To be done = Show every line of the records below that contains the string "query", treating uppercase and lowercase letters as distinct.

***** Records for the exercise

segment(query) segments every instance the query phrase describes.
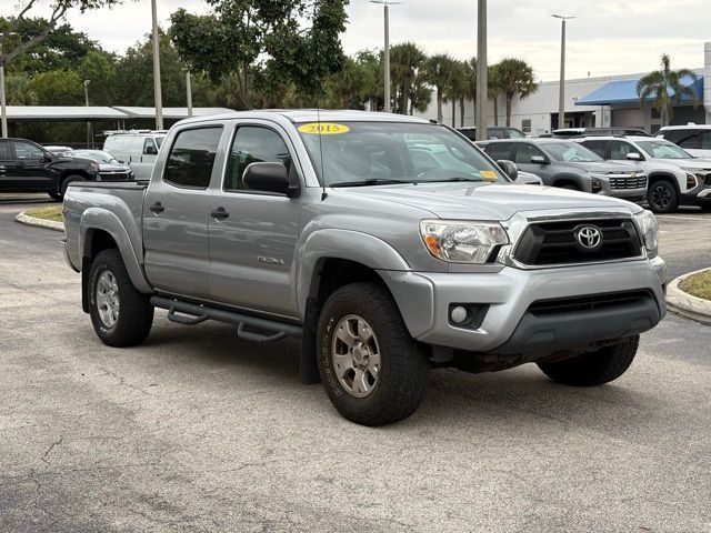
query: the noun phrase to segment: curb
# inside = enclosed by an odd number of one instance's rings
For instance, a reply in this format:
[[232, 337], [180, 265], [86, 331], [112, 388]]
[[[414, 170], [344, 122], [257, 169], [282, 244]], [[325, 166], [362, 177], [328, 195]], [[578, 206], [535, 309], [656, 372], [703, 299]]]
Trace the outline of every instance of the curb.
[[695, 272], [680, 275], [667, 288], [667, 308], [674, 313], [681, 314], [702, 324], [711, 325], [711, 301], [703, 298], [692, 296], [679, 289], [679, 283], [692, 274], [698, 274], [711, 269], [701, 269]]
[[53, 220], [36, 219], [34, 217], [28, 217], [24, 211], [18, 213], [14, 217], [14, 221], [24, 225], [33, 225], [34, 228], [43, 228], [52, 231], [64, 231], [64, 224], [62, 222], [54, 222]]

**********
***** Records for the exercise

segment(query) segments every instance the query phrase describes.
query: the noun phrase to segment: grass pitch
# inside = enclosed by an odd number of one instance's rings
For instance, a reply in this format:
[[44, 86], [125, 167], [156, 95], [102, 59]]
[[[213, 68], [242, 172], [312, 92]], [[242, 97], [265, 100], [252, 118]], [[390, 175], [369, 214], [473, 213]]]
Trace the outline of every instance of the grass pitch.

**********

The result =
segment(query) segments every instance the query phrase describes.
query: the noun phrase to segment: curb
segment(query) segments every instance the query phrase describes.
query: the noun phrase to segment: grass pitch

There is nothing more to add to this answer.